* The task: Write out every record exactly as it appears. Skip the pictures.

+ + +

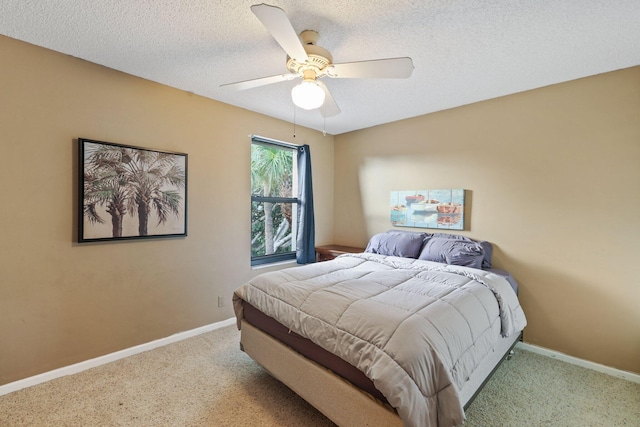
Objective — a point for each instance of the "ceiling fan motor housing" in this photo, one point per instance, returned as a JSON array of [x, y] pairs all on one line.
[[318, 60]]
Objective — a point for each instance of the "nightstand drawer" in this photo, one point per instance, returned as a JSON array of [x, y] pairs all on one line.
[[329, 252]]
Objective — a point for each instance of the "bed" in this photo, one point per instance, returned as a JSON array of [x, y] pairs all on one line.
[[405, 333]]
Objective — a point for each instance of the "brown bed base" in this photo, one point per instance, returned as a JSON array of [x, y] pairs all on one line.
[[338, 399]]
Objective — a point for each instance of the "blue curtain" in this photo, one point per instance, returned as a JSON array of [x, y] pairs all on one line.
[[306, 251]]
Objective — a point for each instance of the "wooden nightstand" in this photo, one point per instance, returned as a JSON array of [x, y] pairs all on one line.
[[328, 252]]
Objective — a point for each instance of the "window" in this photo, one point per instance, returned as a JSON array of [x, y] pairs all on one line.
[[274, 208]]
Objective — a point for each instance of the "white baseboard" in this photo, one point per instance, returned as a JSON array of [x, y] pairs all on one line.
[[107, 358], [625, 375]]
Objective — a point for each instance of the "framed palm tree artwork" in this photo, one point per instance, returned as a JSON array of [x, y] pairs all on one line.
[[128, 192]]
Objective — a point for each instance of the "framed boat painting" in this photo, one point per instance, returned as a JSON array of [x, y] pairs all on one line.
[[128, 192], [442, 209]]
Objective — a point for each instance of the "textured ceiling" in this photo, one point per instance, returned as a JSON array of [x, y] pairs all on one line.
[[463, 51]]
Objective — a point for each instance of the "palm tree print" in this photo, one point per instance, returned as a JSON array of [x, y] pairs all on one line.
[[135, 182]]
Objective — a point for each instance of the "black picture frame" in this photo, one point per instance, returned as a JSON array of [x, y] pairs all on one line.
[[127, 192]]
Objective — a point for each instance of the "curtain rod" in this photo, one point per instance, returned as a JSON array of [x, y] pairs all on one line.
[[274, 141]]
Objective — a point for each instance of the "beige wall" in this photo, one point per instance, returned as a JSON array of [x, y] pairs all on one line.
[[553, 179], [61, 302]]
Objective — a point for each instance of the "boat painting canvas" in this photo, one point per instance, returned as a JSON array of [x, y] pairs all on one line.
[[428, 208]]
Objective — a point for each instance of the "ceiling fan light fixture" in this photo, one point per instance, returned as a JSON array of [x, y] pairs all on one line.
[[308, 95]]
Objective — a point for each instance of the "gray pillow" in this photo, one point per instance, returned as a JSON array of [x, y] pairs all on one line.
[[396, 243], [453, 251], [487, 247]]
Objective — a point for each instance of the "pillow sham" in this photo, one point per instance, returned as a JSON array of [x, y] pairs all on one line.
[[396, 243], [453, 251], [487, 248]]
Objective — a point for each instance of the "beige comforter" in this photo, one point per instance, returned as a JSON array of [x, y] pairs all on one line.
[[416, 328]]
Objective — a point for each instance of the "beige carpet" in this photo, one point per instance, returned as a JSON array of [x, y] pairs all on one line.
[[208, 381]]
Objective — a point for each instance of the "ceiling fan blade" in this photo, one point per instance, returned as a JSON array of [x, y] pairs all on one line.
[[276, 22], [393, 68], [250, 84], [329, 107]]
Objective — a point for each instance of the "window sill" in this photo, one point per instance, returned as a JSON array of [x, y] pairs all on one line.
[[274, 264]]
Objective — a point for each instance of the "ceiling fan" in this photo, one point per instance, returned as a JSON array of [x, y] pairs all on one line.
[[310, 62]]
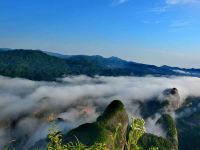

+ + +

* Exercise output:
Objective — a point for each instance of the "ceiling fan motor housing" in this photo, one point per instance, returned as a JSON array of [x, y] pairs all on one line.
[[318, 60]]
Objective — a point for each instance of the "nightstand drawer" in this photo, one point per instance, returned as a JSON array of [x, y] pairs all on one line.
[[329, 252]]
Objective — a point for each instance of the "bed" in this photo, one point per instance, returned as a JSON array of [x, y] pairs all on one line.
[[405, 333]]
Objective — a point for each instance of the "brown bed base" in this photo, one point per instance, returned as a JSON array of [x, y] pairs all on one line.
[[338, 399]]
Objective — a point for each instance of the "blue curtain" in this photo, one point per instance, returned as a JSON array of [x, y] pairs all on one line.
[[306, 251]]
Objective — a point for each instance of the "wooden nightstand" in this photo, one point per instance, returned as a JSON array of [x, y] pairs all on one line.
[[328, 252]]
Objective — a point for each instance of the "window" in this photo, one point per instance, returned as a JSON array of [x, y] pairs all on one line.
[[274, 208]]
Objective — a point for each instance of the "white baseboard" in this photo, one point per instance, returned as a JSON array of [x, y] pairs all on one line.
[[107, 358], [625, 375]]
Objective — a point for each instance of the "framed palm tree artwork" in this photo, one point per instance, returned as a JSON array of [x, y] pairs all on one line.
[[128, 192]]
Objective — a point for each instance of the "framed boat painting" in this photo, one point per instance, returned as a JSON array of [x, y] pairs all on one line.
[[128, 192], [442, 209]]
Objective — a point for each instance of the "textured ceiling" in this photo, one point per instance, returned as a JSON array of [x, y] pairs all on one line.
[[463, 51]]
Objective — a point for each instance of the "palm tree print" in this photo, one point per instance, returned as a JSON array of [x, y] pairs all on one line.
[[135, 182]]
Objective — a point for each instance of the "black picture frame" in this photo, one point per instance, returned as a JSON array of [x, y] pairs all on one line.
[[127, 192]]
Objective — a point for each instance of the "curtain rod" in this photo, one point per instance, returned as a JSON array of [x, y] pairs all on one line.
[[274, 141]]
Objective — a point for each instance of the "beige wall" in this photo, one point per instance, returned as a JSON array of [x, y] pairs all on one line.
[[553, 179], [61, 302]]
Objective — a point for each instance of the "boat painting canvas" in this photo, one point per instance, returned as a JSON array of [x, y] pairs all on one line.
[[428, 208]]
Objective — a point for each instance of the "ceiling fan light fixture" in this photo, one point per instance, returned as a JSON array of [x, y] pairs all on one line.
[[308, 95]]
Objective — a point for each instance of the "gray pillow" in this photo, one point per instance, returned as a JSON array of [x, y] pairs all on one line.
[[396, 243], [453, 251], [487, 247]]
Objective — a point for each instance of the "pillow sham" in this photo, one point per instance, returned as a JSON array of [x, y] pairs all on one line.
[[396, 243], [453, 251], [487, 248]]
Objective — a point for each instance of the "beige comforter" in this photo, one point per instance, returned as a JSON array of [x, y] pairs all on one line.
[[416, 328]]
Objective — a point for each instance of the "beige carpet" in this photo, one point per instance, returned as a JSON array of [x, y] pairs all on one line.
[[208, 381]]
Objective — a point for each instance of the "ceiling fan blade" in this photo, one point per instance, returned as a JSON array of [x, y] pairs all on one line.
[[276, 22], [393, 68], [250, 84], [329, 107]]
Objective — a point for each instance of the "window sill" in this photo, one point per instance, returned as a JSON array of [x, y] pairs all on one line.
[[274, 264]]
Objective — a point for each instance of the "ceiling fan" in this photo, one point per instance, returned as a JSON array of [x, y] pairs all on one line.
[[310, 62]]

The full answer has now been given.